> Problem requirements
Locate every line in the entries below that contains the string "white" and copy each of those lines. Case counts.
### Source data
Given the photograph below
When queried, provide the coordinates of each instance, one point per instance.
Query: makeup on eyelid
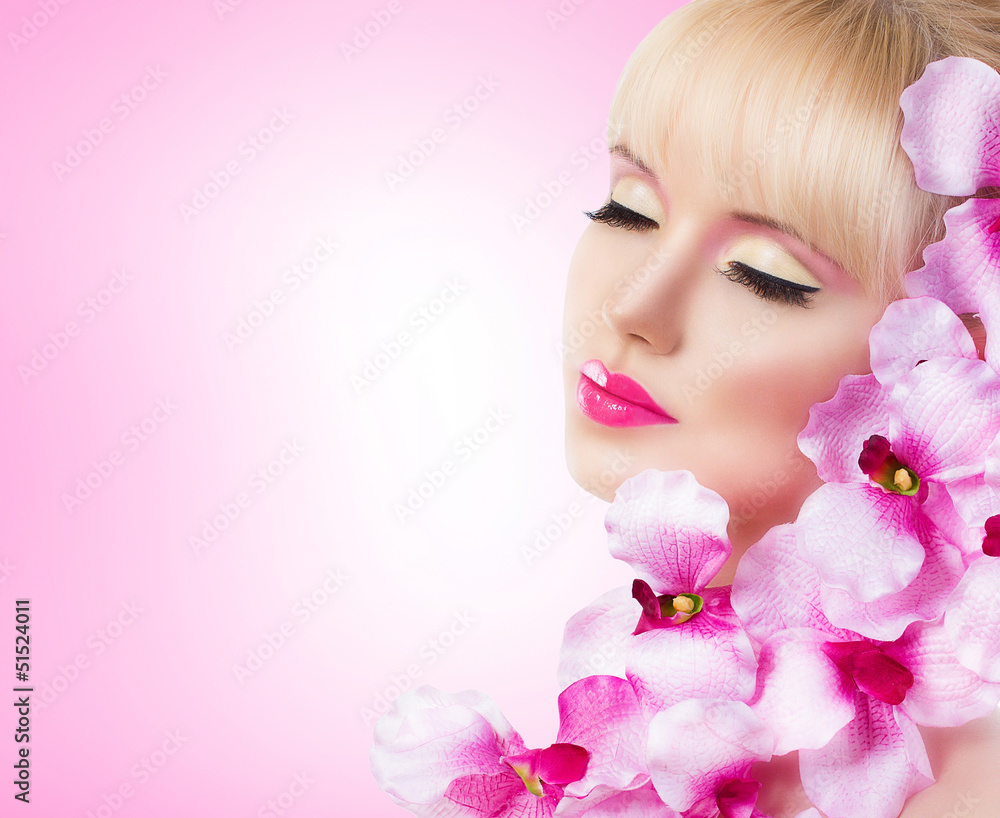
(762, 264)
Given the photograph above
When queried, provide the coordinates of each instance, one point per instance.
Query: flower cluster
(874, 612)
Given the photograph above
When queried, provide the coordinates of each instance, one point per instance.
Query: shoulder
(964, 763)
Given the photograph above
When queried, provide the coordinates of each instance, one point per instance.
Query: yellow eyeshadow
(770, 258)
(635, 195)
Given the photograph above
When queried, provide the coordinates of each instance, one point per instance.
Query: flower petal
(775, 588)
(870, 767)
(602, 714)
(429, 738)
(973, 621)
(923, 599)
(943, 416)
(501, 796)
(670, 529)
(951, 127)
(944, 692)
(595, 639)
(698, 745)
(963, 268)
(914, 330)
(838, 427)
(708, 657)
(861, 539)
(801, 695)
(606, 802)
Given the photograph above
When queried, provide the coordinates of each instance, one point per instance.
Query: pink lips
(616, 400)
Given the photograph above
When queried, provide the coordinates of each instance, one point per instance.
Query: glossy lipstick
(613, 399)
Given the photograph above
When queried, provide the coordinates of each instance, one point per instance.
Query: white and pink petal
(670, 529)
(870, 767)
(914, 330)
(709, 656)
(698, 745)
(861, 539)
(602, 715)
(945, 693)
(595, 640)
(838, 428)
(951, 128)
(973, 619)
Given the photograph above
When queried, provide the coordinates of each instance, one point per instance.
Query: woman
(761, 216)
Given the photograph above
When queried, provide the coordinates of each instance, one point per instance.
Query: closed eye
(617, 215)
(769, 287)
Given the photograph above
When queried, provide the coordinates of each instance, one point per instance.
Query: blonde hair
(793, 107)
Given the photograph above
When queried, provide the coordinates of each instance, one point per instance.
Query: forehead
(770, 122)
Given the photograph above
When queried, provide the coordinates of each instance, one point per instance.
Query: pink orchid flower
(905, 469)
(951, 133)
(849, 704)
(973, 617)
(700, 753)
(438, 754)
(671, 635)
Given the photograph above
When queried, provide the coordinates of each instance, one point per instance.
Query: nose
(649, 304)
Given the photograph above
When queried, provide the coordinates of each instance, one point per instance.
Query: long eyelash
(617, 215)
(768, 287)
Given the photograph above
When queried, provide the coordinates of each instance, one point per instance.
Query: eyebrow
(758, 219)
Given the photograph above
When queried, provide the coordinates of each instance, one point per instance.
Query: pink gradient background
(162, 337)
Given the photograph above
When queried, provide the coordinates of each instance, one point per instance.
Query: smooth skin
(739, 371)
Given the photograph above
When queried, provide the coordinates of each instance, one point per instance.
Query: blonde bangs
(791, 107)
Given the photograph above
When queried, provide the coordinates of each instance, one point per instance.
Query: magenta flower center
(872, 671)
(881, 465)
(559, 764)
(991, 542)
(665, 610)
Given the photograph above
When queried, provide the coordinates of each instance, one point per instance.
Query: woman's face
(732, 325)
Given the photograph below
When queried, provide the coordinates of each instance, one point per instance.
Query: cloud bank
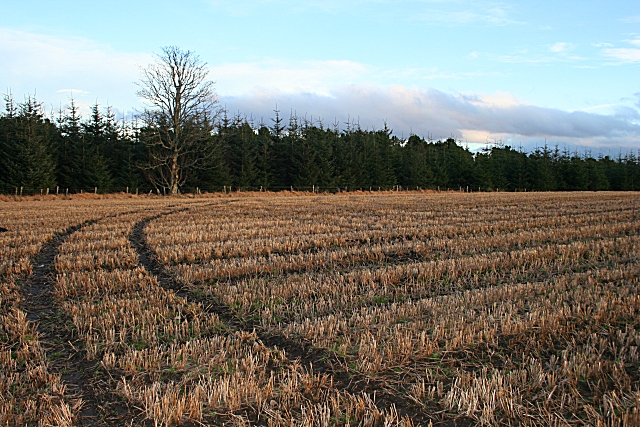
(473, 117)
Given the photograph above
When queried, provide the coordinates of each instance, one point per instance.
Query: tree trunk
(174, 182)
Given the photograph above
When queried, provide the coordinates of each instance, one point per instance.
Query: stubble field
(350, 310)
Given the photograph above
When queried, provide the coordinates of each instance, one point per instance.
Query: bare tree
(181, 105)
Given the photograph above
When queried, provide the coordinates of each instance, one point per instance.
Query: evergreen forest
(98, 153)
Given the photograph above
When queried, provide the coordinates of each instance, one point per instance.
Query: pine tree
(26, 145)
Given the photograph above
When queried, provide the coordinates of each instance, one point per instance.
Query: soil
(321, 360)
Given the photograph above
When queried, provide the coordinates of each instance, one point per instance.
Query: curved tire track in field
(39, 304)
(323, 361)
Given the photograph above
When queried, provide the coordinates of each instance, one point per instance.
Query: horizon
(505, 71)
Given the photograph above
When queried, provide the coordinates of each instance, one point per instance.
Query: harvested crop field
(321, 310)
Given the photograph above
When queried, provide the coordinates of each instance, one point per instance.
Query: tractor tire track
(64, 358)
(65, 354)
(320, 360)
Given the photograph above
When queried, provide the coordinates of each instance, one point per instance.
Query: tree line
(99, 153)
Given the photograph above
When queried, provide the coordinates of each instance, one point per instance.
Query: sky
(526, 73)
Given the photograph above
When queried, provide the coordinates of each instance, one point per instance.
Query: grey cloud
(442, 114)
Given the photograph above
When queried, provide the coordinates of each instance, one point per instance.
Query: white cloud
(562, 47)
(432, 112)
(624, 55)
(287, 77)
(631, 19)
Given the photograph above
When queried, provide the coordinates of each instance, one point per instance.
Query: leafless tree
(180, 107)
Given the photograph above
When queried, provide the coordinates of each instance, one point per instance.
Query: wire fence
(148, 190)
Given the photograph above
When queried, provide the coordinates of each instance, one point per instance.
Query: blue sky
(567, 72)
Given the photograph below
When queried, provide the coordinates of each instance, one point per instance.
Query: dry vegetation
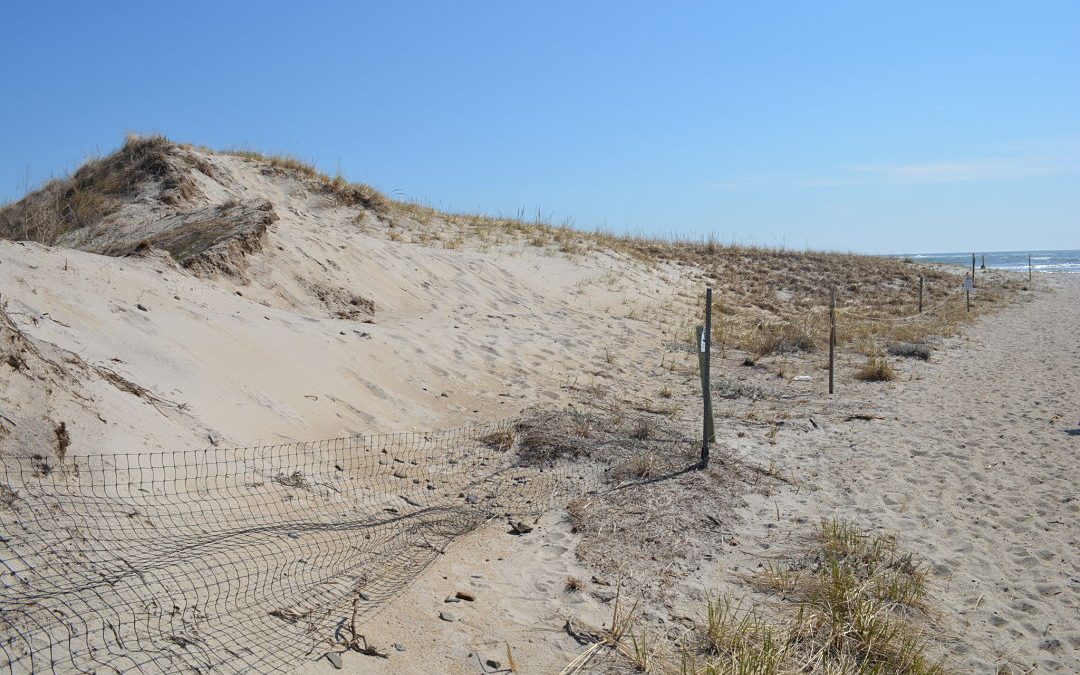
######
> Reply
Query: white and pink petal
Query: white cloud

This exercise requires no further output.